## 問題 A
提示文の「phpinfo_head」から「18の内容を実施して下さい。」までを、「削除」を「退避」に書き換えて書き直してください。
## 問題 B
提示文では、Tinitterのデプロイでどの節の何ページの内容を実施するように言っていますか。
## 問題 C
次の文が提示文と合っているかどうか、それぞれ「はい」か「いいえ」で答え、決め手になる提示文の言葉をそのまま引いてください。(i) 取得したphpinfoの全内容は短い。(ii) ”service”コマンドを使っている部分は”systemd”のコマンドに変わる。(iii) Tinitterのデプロイ方法は大きく変わる。

## 提示文
⟨
この後、お手元のブラウザで http://[サーバのIPアドレス]/phptest.php にアクセスしてみましょう。phpinfoが表示されれば成功です。

phpinfo_head

僕が試した際に取得したphpinfoの全内容もアップしてあります。めっちゃ縦長ですがご興味のある方はどうぞ。 → phpinfo | Flickr

最後に、phptest.phpを削除しておきましょう。

# rm /var/www/html/phptest.php

Tinitterのデプロイ

Tinitterのデプロイ方法はほとんど変わりありません。3.3節 P.118の内容を実施して下さい。

注意する点として、最後の3手順で”service”コマンドを使っている部分です。こちらは、”systemd”のコマンドに変わります。どんなものかは、先ほどの手順を見ると…推測できそうでしょうか?

僕の手元でも無事Tinitterが動きました。
⟩
[記録されたデータ]
⟨
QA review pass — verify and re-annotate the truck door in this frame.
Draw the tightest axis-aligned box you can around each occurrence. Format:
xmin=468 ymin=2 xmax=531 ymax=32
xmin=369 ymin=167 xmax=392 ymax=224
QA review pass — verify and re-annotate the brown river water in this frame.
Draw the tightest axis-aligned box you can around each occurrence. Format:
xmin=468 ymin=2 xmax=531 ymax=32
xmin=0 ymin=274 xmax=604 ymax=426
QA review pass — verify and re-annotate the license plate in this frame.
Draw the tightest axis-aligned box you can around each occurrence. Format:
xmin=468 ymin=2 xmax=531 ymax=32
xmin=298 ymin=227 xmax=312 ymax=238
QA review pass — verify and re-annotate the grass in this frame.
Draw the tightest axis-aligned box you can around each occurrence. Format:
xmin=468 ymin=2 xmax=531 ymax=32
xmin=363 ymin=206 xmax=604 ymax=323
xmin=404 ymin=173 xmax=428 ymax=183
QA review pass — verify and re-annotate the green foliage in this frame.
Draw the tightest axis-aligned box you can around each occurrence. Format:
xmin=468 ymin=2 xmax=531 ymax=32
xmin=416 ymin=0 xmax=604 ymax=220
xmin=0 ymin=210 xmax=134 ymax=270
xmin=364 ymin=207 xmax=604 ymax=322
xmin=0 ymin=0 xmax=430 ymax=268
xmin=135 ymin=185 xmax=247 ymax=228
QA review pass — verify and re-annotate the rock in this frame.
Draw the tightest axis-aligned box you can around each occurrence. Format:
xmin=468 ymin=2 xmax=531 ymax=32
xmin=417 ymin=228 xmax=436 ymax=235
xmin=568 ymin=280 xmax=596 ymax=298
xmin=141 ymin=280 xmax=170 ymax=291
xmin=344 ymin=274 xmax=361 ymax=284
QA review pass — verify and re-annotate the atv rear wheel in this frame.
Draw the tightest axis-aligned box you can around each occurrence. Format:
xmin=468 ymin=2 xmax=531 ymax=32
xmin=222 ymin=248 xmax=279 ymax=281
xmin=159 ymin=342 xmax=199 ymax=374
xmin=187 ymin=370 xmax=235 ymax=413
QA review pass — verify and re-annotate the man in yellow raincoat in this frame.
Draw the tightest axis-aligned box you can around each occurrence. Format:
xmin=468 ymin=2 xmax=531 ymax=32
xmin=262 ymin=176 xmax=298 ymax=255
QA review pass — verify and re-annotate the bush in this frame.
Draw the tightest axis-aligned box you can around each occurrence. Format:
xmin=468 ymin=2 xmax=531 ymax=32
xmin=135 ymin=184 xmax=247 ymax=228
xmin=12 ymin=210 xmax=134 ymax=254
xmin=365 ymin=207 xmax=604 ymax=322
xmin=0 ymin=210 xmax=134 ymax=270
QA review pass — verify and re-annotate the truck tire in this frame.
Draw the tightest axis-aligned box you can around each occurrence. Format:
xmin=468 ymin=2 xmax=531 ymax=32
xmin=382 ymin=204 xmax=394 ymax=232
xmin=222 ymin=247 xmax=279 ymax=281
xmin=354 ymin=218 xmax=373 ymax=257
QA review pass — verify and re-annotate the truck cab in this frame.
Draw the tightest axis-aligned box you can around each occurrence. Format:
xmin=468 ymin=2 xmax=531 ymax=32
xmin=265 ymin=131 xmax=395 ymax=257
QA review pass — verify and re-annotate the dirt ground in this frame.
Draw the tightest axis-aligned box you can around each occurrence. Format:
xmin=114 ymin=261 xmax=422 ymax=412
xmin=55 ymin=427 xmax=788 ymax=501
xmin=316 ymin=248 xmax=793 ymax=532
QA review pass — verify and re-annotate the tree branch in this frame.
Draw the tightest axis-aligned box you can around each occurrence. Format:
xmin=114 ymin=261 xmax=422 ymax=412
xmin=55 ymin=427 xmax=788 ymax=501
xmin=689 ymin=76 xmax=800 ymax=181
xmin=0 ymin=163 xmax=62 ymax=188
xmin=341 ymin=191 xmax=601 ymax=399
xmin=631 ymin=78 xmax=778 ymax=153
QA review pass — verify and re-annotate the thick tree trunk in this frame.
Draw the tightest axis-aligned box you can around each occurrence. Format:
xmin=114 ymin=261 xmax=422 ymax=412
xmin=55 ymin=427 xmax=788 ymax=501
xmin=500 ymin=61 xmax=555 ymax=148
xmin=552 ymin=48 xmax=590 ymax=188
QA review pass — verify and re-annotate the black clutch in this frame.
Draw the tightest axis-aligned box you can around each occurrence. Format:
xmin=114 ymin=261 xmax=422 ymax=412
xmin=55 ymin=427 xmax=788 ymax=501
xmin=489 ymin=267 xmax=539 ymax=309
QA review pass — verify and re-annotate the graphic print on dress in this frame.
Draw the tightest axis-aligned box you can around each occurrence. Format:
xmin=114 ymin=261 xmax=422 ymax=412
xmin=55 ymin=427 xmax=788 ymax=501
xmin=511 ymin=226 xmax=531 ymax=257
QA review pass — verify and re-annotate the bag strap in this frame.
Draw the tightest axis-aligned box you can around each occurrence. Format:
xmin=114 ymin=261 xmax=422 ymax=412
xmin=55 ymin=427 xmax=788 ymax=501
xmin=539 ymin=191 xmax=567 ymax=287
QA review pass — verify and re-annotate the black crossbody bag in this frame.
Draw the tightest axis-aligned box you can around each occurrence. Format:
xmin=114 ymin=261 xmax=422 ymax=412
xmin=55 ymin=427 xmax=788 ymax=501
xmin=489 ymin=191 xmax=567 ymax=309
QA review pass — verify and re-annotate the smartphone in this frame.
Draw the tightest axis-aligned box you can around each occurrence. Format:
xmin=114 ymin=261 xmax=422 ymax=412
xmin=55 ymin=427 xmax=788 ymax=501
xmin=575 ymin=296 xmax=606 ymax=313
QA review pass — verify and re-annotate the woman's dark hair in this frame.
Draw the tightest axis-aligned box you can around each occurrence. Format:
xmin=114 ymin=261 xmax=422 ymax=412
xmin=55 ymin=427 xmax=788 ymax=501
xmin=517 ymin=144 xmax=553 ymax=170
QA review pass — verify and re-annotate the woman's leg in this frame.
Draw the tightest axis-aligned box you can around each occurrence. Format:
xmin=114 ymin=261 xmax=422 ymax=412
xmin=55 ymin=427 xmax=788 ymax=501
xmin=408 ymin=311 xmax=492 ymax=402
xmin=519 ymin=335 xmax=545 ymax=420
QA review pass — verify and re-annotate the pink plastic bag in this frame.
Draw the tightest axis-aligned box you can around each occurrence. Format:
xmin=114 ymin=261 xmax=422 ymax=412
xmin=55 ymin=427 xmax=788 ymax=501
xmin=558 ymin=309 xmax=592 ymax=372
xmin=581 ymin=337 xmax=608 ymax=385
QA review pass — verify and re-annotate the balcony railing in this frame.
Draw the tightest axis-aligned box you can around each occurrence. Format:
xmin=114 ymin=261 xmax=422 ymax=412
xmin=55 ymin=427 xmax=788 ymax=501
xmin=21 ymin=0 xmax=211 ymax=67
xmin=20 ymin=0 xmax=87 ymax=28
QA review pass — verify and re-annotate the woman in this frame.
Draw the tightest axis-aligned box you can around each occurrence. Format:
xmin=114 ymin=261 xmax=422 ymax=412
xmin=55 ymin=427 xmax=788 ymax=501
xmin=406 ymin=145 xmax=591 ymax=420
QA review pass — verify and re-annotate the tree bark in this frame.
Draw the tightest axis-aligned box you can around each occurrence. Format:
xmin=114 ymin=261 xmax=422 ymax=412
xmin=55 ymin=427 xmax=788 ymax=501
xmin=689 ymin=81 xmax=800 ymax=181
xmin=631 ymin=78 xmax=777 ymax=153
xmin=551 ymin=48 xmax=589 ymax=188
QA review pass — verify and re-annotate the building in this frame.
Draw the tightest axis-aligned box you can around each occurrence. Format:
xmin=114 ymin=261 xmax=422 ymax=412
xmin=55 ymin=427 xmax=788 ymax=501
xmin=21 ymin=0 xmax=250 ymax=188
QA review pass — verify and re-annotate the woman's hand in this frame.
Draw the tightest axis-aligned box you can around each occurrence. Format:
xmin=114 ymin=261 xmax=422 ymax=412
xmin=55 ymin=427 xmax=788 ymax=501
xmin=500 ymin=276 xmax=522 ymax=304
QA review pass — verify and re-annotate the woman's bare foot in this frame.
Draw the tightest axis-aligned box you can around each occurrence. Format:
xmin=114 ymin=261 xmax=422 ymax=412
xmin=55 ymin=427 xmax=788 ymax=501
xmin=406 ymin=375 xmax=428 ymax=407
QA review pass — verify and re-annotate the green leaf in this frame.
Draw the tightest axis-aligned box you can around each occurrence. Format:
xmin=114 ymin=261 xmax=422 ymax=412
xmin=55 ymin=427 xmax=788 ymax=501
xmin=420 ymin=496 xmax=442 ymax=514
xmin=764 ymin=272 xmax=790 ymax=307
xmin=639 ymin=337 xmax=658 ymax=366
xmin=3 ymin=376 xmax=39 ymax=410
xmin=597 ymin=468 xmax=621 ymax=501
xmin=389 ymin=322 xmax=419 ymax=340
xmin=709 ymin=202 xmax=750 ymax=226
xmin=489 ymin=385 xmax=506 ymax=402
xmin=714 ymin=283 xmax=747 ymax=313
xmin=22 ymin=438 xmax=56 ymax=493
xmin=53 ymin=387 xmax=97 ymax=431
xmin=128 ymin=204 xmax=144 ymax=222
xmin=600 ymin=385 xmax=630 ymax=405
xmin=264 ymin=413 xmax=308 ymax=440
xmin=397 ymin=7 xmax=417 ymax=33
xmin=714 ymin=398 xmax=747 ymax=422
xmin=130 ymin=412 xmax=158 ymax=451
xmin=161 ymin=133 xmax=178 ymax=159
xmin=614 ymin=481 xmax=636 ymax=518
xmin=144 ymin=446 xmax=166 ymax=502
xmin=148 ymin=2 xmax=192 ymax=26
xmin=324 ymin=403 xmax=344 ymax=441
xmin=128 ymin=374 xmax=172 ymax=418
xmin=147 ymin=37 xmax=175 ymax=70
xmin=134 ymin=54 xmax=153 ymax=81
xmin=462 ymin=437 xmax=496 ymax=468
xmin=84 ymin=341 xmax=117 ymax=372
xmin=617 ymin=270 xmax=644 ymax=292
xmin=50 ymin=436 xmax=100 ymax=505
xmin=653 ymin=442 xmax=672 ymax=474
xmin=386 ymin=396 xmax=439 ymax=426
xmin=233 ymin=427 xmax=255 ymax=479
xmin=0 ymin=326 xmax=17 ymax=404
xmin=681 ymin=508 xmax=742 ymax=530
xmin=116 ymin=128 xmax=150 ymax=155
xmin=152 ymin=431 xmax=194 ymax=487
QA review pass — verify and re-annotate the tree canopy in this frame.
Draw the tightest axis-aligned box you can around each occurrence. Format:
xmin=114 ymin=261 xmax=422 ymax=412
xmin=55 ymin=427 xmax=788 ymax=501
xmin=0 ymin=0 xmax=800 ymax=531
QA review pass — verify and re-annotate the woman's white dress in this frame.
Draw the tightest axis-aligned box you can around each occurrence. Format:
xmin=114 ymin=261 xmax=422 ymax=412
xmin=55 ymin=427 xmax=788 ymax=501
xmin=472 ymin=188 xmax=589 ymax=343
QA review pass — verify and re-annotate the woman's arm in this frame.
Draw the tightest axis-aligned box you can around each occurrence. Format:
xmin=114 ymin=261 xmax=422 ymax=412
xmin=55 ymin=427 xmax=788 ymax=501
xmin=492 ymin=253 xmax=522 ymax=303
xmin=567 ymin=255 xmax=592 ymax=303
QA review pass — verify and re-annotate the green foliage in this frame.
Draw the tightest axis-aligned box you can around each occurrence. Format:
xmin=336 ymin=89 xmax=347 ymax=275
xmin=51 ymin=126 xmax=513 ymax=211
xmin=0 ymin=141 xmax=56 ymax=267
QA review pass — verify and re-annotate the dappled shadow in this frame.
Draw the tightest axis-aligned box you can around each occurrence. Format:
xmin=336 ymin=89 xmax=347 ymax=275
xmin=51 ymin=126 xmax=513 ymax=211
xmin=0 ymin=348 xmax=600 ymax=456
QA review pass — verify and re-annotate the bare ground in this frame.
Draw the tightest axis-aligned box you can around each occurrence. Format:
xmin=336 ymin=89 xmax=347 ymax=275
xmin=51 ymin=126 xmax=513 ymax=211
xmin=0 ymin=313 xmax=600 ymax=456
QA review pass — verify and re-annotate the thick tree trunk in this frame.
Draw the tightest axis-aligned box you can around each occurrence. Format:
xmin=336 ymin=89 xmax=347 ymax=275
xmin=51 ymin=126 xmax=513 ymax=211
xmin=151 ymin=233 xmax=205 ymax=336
⟩
## 解答 A
phpinfo_head

僕が試した際に取得したphpinfoの全内容もアップしてあります。めっちゃ縦長ですがご興味のある方はどうぞ。 → phpinfo | Flickr

最後に、phptest.phpを退避しておきましょう。

# rm /var/www/html/phptest.php

Tinitterのデプロイ

Tinitterのデプロイ方法はほとんど変わりありません。3.3節 P.118の内容を実施して下さい。

## 解答 B
3.3節 P.118の内容です。

## 解答 C
(i) いいえ。「めっちゃ縦長ですが」
(ii) はい。「こちらは、”systemd”のコマンドに変わります。」
(iii) いいえ。「Tinitterのデプロイ方法はほとんど変わりありません。」